━━ Texte fourni ━━

La police comprit toutefois assez rapidement que André Joulin était « le cerveau agissant » de cette reconstitution de cellules au sein de Renault et de sa filiale. Le rôle prépondérant joué par Joulin n’a rien de surprenant, les ouvriers professionnels de l’industrie aéronautiques ayant souvent été à l’avant-garde des luttes politiques et sociales dans l’entre-deux-guerres et surtout après 1936, chez Caudron comme dans les autres usines française du secteur. Le rapport de Rouchy du 10 juin 1942 précise : « Les renseignements recueillis aux usines Caudron confirment que pendant la période de 1936, Joulin fut très actif. Pendant la guerre, il fut affecté spécial et son activité se manifesta surtout en décembre 1939 à l’atelier et ensuite en dehors de l’usine. »
Lors de la perquisition effectuée en juin 1942 à son domicile, 19 rue de la Gaîté Paris XIVe, les documents suivants furent saisis : une carte de visite au nom de Bernard Rousseau portant une adresse manuscrite, des morceaux de papiers comportant des adresses, une carte de membre actif de la Ligue française pour la défense des droits de l’homme et du citoyen au nom d’André Joulin. La police l’avait en outre appréhendé en possession d’un compte rendu d’une réunion syndicale qui avait eu lieu quatre jours plus tôt, le 12 juin, rue Victor-Griffuelhes à Boulogne.
Déjà, pendant la drôle de guerre, en décembre 1939, Joulin avait été suspecté, « à la suite de renseignements confidentiels » (transmis par la direction de la Société des avions Caudron ? Par des indicateurs de police ? Une autre source ?) d’avoir organisé à l’intérieur de l’usine « une sorte de syndicat plus normalement appelé ”Cellule” ». Il avait été assisté dans cette entreprise par Riche, Aulard et Girard, « tous connus comme militants communistes dangereux. » Les deux premiers furent arrêtés pour propagande communiste, quant à Aulard, laissé en liberté, il donna aux enquêteurs de la BS1 le nom de Louis Cluet. Ce dernier, arrêté lors de la seconde grande vague d’arrestations menée chez Renault entre la fin juin et le début juillet 1942, allait mourir deux ans plus tard dans le KL de Bergen-Belsen.

━━━

§ Consignes:
1. Relevez, s'il vous plaît, toutes les personnes désignées par leur nom dans le texte sur André Joulin, sans compter les noms de rues.
2. Poursuivez le texte sur André Joulin après sa dernière phrase.
Les lignes qui suivent ne sont pas nécessaires.

━━ Lignes extraites ━━

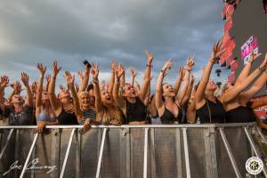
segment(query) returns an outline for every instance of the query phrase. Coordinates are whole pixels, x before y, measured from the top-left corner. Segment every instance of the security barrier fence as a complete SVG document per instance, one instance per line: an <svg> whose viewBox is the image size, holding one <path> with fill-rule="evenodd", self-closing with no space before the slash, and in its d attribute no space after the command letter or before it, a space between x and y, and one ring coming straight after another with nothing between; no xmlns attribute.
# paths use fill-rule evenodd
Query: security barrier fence
<svg viewBox="0 0 267 178"><path fill-rule="evenodd" d="M254 123L35 128L0 127L0 177L243 178L247 158L264 161Z"/></svg>

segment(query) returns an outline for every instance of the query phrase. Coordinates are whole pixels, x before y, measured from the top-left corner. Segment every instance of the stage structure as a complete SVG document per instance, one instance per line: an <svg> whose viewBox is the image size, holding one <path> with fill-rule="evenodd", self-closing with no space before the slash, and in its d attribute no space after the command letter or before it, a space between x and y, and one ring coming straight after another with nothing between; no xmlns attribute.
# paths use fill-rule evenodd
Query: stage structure
<svg viewBox="0 0 267 178"><path fill-rule="evenodd" d="M254 123L35 128L0 127L3 177L244 178L247 158L265 162Z"/></svg>
<svg viewBox="0 0 267 178"><path fill-rule="evenodd" d="M222 41L226 52L220 64L228 68L231 74L229 82L234 82L244 65L248 54L255 51L263 53L253 64L252 71L264 59L267 52L267 14L264 13L266 0L229 0L224 3L222 18L225 20ZM266 96L266 86L254 100L262 100ZM267 108L255 110L259 117L267 117Z"/></svg>

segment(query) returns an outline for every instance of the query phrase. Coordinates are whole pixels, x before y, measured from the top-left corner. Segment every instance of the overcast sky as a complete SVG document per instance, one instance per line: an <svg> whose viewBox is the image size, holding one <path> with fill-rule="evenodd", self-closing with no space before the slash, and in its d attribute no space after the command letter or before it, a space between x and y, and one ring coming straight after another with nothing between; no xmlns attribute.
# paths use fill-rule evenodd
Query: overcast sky
<svg viewBox="0 0 267 178"><path fill-rule="evenodd" d="M222 6L218 0L0 0L0 75L13 81L24 70L36 80L38 61L48 73L54 59L63 70L76 72L84 69L84 59L92 59L107 81L115 59L135 67L141 82L148 49L154 55L153 84L171 57L166 81L174 83L188 56L196 57L193 73L199 78L222 36ZM213 78L226 80L228 72L222 69L221 77L213 72ZM65 82L62 76L57 85Z"/></svg>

━━━

§ Réponses:
1. André Joulin, Rouchy, Bernard Rousseau, Riche, Aulard, Girard, Louis Cluet

2.
Le 2 décembre 1942, André Joulin fut condamné à 18 mois d’emprisonnement et 1 200 francs d’amende pour infraction au décret-loi du 16 septembre 1939. Transféré successivement aux centrales de Poissy et de Melun, il fut déporté à Buchenwald à une date encore indéterminée (à l’expiration de sa peine précise son épouse en 1945) et enregistré sous le matricule 38760. Il fut affecté à Schönebeck à une vingtaine de kilomètres au sud de Magdebourg. Les détenus de ce kommando, ouvert le 19 mars 1943 et qui compta jusqu’à 1 600 personnes environ dont 500 Français, travaillaient pour la firme Junkers à la fabrication de pièces d’avion. André Joulin est noté comme libéré ou décédé, sans plus de précision, à la date du 5 mai 1945 (le camp avait été libéré la veille par les troupes américaines).

Pour citer cet article :
https://maitron.fr/spip.php?article224730, notice JOULIN André, René, Constant, version mise en ligne le 22 mars 2020, dernière modification le 19 avril 2021.

SOURCES : ADML, État-civil, naissances 1891-1900, Beaufort-en-Vallée. — AN Z/4/66 dossier 455. André Joulin et alii. AN Z/6/109 dossier 1590. Ministère public c/Ludovic Saint-Royre et Roger Rouchy. AN Z/6NL/246 dossier 5927. Ministère public c/Paul Brocquesolle. Site internet de la Fondation pour la mémoire de la déportation .– Livre Memorial : http://www.bddm.org/liv/details.php... : https://asso-buchenwald-dora.com/le.... Laurent Dingli, Entreprises dans la tourmente – Renault, Peugeot 1936-1940, Tours, Presses universitaires François Rabelais, 2018.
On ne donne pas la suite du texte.